- Objective: Count the rows below that contain the word "market" and give only that number.
-*-*-
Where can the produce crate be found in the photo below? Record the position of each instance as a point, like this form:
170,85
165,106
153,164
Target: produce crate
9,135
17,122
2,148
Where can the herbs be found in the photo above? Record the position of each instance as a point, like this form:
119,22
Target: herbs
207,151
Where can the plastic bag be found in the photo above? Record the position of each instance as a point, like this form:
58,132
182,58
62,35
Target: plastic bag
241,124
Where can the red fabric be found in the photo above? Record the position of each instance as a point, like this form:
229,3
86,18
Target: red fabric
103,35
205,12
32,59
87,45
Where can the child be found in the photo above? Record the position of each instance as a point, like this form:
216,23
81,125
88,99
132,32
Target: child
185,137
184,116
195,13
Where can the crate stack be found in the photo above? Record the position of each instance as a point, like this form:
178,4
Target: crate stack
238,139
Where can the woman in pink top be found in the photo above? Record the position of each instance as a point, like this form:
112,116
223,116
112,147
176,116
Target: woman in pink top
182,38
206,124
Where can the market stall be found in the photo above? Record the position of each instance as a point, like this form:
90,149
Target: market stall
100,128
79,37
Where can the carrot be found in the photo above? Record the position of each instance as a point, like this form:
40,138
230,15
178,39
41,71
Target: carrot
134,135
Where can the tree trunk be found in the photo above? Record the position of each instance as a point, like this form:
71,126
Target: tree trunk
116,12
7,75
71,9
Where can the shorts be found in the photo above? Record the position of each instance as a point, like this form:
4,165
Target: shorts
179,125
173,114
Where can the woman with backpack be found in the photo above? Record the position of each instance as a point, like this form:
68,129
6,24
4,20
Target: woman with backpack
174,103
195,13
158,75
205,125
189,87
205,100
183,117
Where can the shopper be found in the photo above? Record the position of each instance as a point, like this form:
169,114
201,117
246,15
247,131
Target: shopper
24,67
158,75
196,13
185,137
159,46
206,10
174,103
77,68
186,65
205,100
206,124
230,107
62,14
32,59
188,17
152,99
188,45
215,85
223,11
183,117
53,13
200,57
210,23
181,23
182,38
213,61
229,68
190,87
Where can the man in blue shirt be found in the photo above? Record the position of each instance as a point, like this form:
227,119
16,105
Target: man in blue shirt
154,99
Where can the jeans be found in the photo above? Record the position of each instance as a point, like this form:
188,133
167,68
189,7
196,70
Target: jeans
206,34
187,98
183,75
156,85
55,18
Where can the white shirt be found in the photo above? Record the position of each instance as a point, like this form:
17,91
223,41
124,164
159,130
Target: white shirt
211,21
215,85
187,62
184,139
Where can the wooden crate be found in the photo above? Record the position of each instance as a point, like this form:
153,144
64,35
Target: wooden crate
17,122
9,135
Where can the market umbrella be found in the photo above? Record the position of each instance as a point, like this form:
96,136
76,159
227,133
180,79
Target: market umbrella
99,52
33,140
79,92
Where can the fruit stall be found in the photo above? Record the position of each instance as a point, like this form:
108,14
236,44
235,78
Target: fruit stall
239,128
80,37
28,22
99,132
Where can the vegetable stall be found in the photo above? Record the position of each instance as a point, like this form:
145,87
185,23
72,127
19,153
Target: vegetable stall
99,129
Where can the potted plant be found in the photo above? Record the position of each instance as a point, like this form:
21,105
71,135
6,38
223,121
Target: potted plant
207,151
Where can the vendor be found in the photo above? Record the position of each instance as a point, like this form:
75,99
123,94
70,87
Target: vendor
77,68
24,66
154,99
-*-*-
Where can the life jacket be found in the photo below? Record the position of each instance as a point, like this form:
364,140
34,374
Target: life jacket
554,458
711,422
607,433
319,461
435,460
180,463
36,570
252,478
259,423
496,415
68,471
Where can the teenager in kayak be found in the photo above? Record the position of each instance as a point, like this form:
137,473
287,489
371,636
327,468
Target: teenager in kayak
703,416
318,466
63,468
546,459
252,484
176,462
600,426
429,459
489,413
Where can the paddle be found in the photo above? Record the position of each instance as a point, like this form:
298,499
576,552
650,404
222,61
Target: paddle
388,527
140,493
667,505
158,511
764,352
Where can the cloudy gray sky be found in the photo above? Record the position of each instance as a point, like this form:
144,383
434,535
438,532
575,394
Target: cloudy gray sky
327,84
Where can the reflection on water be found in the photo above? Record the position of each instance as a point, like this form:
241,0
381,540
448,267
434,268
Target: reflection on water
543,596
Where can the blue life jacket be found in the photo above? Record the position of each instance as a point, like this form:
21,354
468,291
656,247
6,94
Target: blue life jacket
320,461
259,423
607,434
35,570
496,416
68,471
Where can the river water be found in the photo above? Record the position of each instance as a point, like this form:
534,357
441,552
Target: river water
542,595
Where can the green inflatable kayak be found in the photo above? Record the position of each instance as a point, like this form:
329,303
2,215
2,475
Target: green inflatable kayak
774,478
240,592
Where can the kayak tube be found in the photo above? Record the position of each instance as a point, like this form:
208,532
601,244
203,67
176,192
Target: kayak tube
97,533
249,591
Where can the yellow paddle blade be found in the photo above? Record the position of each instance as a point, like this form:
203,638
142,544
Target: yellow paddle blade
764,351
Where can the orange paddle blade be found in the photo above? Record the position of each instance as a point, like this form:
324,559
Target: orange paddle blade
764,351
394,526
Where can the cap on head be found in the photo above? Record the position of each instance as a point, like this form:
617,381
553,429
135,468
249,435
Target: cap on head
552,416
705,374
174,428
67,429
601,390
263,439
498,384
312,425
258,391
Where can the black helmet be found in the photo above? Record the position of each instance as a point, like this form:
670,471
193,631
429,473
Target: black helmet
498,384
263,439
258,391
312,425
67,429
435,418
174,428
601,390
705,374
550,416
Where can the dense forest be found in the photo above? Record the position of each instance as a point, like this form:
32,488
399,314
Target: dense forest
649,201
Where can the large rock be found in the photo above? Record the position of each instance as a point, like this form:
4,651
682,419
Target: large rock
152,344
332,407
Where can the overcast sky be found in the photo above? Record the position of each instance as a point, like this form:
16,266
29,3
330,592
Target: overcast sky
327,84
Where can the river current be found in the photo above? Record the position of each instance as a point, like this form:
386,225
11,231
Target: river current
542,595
-*-*-
- The reply: 4